* BEGIN *

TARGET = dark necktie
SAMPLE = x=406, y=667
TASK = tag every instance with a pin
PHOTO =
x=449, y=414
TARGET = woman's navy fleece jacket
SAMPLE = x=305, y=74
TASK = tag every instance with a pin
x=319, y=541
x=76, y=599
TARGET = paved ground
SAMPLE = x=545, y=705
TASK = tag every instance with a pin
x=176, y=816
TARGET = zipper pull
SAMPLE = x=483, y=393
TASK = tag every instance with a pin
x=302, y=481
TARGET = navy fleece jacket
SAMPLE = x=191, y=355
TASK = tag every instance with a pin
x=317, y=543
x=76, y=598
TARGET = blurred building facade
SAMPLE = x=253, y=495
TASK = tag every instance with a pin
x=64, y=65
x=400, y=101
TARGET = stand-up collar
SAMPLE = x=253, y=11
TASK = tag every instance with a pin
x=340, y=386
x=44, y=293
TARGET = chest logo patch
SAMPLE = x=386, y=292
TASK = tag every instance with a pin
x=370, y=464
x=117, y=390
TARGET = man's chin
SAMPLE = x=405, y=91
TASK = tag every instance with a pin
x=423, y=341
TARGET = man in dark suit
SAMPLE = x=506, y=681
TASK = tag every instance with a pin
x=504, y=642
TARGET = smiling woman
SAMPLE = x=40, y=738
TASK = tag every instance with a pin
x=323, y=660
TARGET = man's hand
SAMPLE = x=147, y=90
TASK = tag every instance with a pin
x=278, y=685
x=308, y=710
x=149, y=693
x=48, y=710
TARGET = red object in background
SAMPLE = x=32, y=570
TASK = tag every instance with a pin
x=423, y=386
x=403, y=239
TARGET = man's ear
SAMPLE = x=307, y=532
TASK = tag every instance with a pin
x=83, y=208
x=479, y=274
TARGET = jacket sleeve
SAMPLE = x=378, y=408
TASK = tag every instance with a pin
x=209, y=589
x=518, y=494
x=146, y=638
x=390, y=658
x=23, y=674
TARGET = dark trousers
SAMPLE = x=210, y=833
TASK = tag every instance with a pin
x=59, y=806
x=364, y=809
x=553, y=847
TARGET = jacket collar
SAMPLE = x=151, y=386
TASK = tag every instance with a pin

* END *

*To be done:*
Switch each occurrence of "with a pin" in the material above to "with a dot", and reproduce all of the material otherwise unchanged.

*Task output:*
TARGET = dark necktie
SAMPLE = x=406, y=667
TASK = tag every instance with a dot
PHOTO =
x=449, y=414
TARGET = woman's navy fleece jacket
SAMPLE = x=305, y=74
TASK = tag every instance with a dot
x=319, y=541
x=76, y=599
TARGET = paved ground
SAMPLE = x=545, y=705
TASK = tag every instance with a dot
x=176, y=816
TARGET = zipper pull
SAMPLE = x=483, y=393
TASK = tag every instance with a dot
x=302, y=481
TARGET = navy fleece jacket
SAMPLE = x=191, y=355
TASK = tag every instance with a dot
x=317, y=543
x=76, y=598
TARGET = blurred building facade
SAMPLE = x=253, y=495
TASK = tag every instance with a dot
x=64, y=65
x=400, y=101
TARGET = stand-up collar
SAMPLE = x=253, y=11
TASK = tag every instance with a dot
x=340, y=386
x=44, y=293
TARGET = chest logo patch
SAMPLE = x=386, y=292
TASK = tag every instance with a dot
x=370, y=464
x=117, y=390
TARGET = man's chin
SAMPLE = x=405, y=91
TASK = tag every instance with a dot
x=423, y=341
TARGET = man in dark suit
SAMPLE = x=506, y=681
TASK = tag every instance with a dot
x=504, y=642
TARGET = smiling woman
SAMPLE = x=40, y=738
TASK = tag every instance with a dot
x=323, y=660
TARGET = man's hand
SAMPLE = x=147, y=90
TASK = tag every instance with a dot
x=278, y=685
x=308, y=710
x=149, y=693
x=48, y=710
TARGET = red object in background
SAMPLE = x=32, y=570
TASK = tag every instance with a dot
x=423, y=386
x=403, y=239
TARGET = man's ear
SAMPLE = x=307, y=532
TASK = tag every instance with a dot
x=83, y=208
x=479, y=274
TARGET = jacket sleeve
SAMPLE = x=378, y=408
TASK = tag every instance with a dot
x=209, y=589
x=518, y=494
x=146, y=638
x=390, y=658
x=23, y=674
TARGET = dark trousers
SAMPLE = x=210, y=833
TASK = tag every instance with a dot
x=59, y=806
x=364, y=809
x=553, y=847
TARGET = jacket collar
SAMPLE = x=151, y=386
TASK = tag every instance with a dot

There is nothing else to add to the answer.